▶ _Exercise data_:
_ _ _ _ _ _ _

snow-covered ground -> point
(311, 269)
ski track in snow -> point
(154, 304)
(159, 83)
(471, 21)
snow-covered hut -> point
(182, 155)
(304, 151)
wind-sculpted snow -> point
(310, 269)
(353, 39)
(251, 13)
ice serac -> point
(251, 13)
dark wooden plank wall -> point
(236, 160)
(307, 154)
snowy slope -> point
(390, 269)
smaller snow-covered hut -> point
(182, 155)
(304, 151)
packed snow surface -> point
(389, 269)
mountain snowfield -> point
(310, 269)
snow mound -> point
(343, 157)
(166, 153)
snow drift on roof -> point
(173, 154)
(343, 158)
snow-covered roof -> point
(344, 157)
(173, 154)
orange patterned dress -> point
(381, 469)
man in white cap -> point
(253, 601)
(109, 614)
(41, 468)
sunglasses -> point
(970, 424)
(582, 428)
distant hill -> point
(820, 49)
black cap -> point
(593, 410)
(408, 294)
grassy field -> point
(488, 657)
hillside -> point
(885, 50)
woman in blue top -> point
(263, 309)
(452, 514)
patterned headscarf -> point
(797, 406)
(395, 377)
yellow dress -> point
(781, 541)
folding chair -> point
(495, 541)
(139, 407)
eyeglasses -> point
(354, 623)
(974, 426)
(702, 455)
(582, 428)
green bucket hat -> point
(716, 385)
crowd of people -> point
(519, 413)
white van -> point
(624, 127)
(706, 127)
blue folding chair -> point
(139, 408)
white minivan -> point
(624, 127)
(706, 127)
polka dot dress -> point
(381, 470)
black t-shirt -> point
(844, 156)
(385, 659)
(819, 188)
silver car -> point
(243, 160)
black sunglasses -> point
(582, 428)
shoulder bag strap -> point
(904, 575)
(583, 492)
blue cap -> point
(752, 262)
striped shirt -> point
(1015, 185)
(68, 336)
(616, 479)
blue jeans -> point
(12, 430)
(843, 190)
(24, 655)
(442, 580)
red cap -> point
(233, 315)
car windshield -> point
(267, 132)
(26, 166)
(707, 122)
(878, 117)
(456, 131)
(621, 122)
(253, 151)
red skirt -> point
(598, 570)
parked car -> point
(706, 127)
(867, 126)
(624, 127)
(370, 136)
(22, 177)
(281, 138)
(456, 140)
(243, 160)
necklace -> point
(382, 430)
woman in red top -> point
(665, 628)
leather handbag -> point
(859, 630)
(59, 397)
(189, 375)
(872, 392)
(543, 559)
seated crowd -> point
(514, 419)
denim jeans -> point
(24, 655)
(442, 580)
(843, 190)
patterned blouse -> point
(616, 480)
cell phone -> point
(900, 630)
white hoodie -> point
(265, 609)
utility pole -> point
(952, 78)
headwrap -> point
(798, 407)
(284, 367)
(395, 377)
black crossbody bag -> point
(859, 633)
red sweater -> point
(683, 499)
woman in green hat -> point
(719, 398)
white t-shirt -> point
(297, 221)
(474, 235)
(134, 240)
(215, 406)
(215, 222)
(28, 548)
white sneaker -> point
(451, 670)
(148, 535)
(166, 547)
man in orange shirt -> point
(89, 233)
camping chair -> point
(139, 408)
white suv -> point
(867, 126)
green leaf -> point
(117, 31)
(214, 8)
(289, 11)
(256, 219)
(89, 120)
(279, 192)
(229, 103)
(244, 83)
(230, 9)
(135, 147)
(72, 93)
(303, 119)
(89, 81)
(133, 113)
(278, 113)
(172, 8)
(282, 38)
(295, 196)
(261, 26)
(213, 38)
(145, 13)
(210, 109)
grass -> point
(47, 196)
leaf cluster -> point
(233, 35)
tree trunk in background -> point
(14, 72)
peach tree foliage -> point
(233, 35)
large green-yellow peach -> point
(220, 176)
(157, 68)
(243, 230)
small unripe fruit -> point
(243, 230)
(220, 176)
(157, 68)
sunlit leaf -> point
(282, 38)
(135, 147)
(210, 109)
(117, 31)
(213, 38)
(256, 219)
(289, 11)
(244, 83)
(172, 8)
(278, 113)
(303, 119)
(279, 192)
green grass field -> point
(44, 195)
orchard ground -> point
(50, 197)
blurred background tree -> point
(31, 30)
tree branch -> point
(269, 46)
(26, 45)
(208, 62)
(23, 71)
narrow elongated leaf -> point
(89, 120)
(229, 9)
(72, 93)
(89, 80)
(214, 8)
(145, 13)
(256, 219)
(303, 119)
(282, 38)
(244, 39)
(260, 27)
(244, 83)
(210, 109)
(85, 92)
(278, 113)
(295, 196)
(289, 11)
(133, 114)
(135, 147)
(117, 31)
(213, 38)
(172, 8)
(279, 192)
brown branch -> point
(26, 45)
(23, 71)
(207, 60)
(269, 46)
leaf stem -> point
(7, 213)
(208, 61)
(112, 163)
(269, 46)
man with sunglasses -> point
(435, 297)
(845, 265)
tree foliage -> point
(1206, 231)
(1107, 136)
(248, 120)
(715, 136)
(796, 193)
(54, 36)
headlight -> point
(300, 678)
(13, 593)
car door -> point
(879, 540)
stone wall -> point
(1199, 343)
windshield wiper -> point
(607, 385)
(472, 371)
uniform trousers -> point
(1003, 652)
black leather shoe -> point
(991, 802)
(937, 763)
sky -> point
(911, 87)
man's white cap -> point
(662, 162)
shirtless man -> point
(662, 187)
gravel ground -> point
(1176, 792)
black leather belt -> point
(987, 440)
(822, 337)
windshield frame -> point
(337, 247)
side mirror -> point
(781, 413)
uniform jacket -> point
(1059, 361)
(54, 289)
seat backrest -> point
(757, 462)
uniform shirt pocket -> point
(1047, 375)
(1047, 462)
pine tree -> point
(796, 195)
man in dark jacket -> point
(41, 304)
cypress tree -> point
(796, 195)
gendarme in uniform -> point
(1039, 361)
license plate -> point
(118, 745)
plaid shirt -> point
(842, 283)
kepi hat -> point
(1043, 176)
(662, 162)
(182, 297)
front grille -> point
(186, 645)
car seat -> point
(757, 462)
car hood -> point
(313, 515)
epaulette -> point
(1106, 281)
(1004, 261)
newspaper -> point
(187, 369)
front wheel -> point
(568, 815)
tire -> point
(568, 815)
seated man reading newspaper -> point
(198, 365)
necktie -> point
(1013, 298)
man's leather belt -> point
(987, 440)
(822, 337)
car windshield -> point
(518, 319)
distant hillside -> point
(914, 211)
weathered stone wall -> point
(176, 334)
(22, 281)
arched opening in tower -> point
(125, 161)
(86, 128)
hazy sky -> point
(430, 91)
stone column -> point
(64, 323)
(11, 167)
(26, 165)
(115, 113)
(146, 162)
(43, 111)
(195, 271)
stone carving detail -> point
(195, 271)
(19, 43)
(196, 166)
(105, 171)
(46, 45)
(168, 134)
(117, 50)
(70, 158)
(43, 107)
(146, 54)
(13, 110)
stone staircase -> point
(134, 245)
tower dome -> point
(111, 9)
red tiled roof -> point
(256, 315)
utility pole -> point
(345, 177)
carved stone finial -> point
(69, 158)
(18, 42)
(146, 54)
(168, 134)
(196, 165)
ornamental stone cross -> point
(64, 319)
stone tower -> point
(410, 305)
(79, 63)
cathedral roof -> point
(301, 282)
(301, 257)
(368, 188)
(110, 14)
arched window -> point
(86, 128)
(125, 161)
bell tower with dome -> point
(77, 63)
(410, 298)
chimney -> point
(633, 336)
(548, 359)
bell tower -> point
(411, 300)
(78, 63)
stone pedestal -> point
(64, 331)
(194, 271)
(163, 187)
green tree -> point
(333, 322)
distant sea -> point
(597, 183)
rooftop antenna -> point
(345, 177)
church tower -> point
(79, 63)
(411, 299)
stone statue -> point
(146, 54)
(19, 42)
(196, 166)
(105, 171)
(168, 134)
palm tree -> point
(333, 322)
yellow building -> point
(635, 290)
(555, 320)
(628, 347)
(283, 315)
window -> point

_ _ _ _ _ _ _

▶ _Aim of the task_: Go to the line with "rooftop antenna -> point" and set down that line and every line after it, through the end of the material above, word for word.

▶ _Task output_:
rooftop antenna -> point
(345, 177)
church tower -> point
(79, 63)
(411, 299)
stone statue -> point
(146, 54)
(19, 42)
(196, 166)
(105, 171)
(168, 134)
palm tree -> point
(333, 322)
yellow building -> point
(635, 290)
(555, 320)
(628, 347)
(283, 315)
window -> point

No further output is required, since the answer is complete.